*** EXTRACT TO READ ***

Five decades later, a dream of a medical career comes true
Growing up, Carrie M. Dunson used to sit on the floor at home and thumb through the World Book Encyclopedias. One day amid the pages, she came across an entry about Florence Nightingale, the trailblazing 19th-century nurse whose work with the wounded during the Crimean War and advocacy afterward saved lives and led to monumental health care reform.
“I was just so inspired by her,” Dunson said. “I wanted to be like her.”
However, Dunson’s youthful ambition to become a nurse got sidetracked and went on a long detour, which you might call “real life.”
She married and had her first child when she was 17, graduated from Chesterfield County’s Thomas Dale High in 1977, and then served in the Army for three years before coming home to take a job as a mail handler at the U.S. Postal Service, where she worked for more than three decades. Along the way, she had four children, divorced and remarried.
She found the post office job rewarding, but physically demanding. Over time, it wore her down. She retired from the post office last year, but she did not want to stop working entirely.
“I loved my job,” she said. “I didn’t want to leave, but I wanted to save some of me.”
Through it all, she never forgot that long-ago dream of working in the medical field.
“Never,” she said.
So, she went back to school, and on Friday, at age 58, she will graduate from the medical assisting program at ECPI University’s Richmond campus.
“I’m happy … just to know that I have achieved this piece of my dream,” Dunson said in an interview over coffee a few days ago.
Her family also is pretty thrilled — and proud.

*** End of EXTRACT TO READ ***
*** EXTRACTED INFORMATION ***

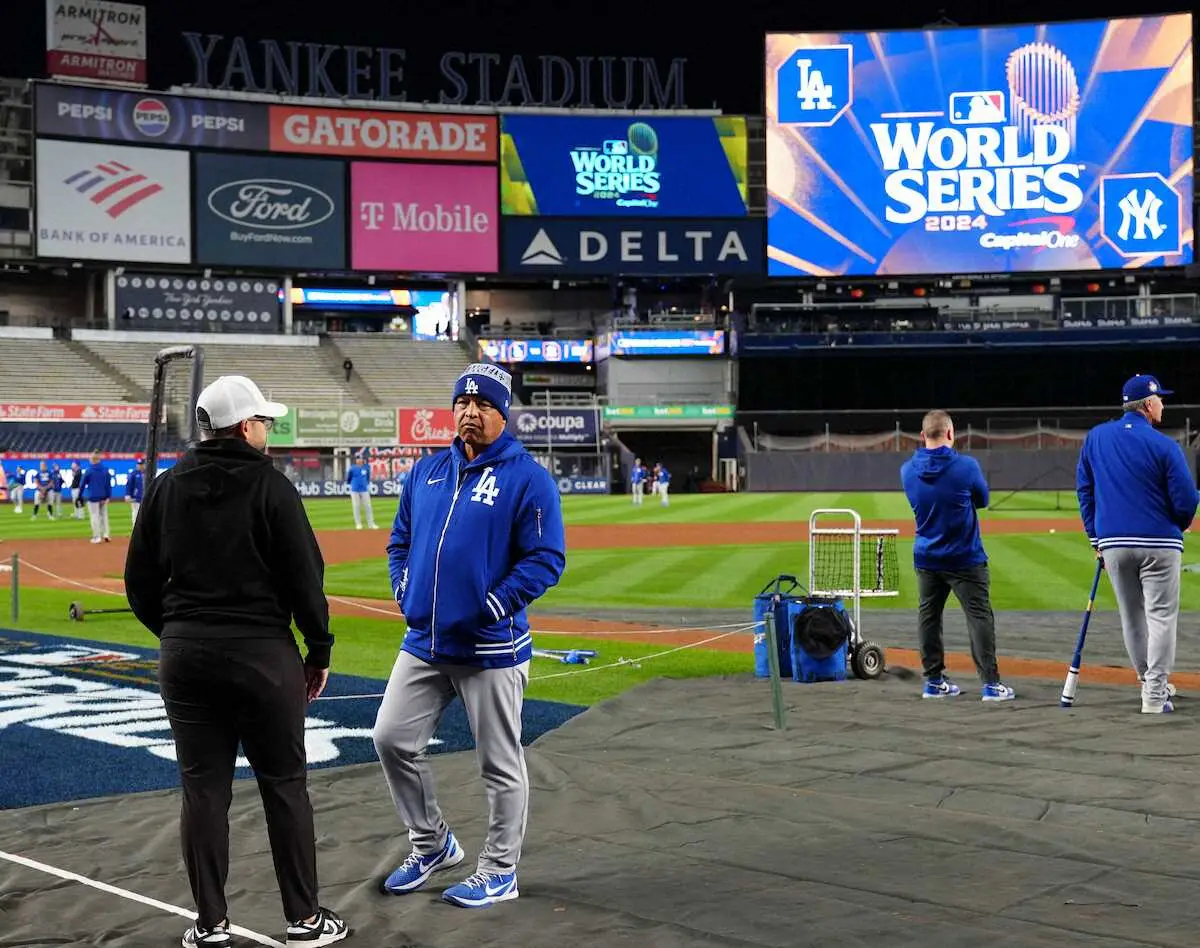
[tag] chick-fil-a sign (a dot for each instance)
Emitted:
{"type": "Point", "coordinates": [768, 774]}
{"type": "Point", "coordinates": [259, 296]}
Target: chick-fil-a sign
{"type": "Point", "coordinates": [441, 219]}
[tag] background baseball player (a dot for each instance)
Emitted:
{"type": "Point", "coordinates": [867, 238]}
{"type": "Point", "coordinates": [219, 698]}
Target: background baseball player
{"type": "Point", "coordinates": [637, 481]}
{"type": "Point", "coordinates": [135, 487]}
{"type": "Point", "coordinates": [1137, 496]}
{"type": "Point", "coordinates": [358, 475]}
{"type": "Point", "coordinates": [478, 538]}
{"type": "Point", "coordinates": [664, 480]}
{"type": "Point", "coordinates": [97, 490]}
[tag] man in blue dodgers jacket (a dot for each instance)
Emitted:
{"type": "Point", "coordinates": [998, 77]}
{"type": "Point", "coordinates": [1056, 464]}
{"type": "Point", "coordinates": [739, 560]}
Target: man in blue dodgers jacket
{"type": "Point", "coordinates": [945, 489]}
{"type": "Point", "coordinates": [478, 538]}
{"type": "Point", "coordinates": [1137, 496]}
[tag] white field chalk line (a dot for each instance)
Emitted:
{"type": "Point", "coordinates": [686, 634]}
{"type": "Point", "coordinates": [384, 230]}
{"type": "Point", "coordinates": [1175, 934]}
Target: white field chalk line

*** End of EXTRACTED INFORMATION ***

Please write out the part of the article about Carrie M. Dunson that opens with "She found the" and closes with "thrilled — and proud.", switching "coffee" to "tea". None of this material is needed.

- _EXPECTED ANSWER_:
She found the post office job rewarding, but physically demanding. Over time, it wore her down. She retired from the post office last year, but she did not want to stop working entirely.
“I loved my job,” she said. “I didn’t want to leave, but I wanted to save some of me.”
Through it all, she never forgot that long-ago dream of working in the medical field.
“Never,” she said.
So, she went back to school, and on Friday, at age 58, she will graduate from the medical assisting program at ECPI University’s Richmond campus.
“I’m happy … just to know that I have achieved this piece of my dream,” Dunson said in an interview over tea a few days ago.
Her family also is pretty thrilled — and proud.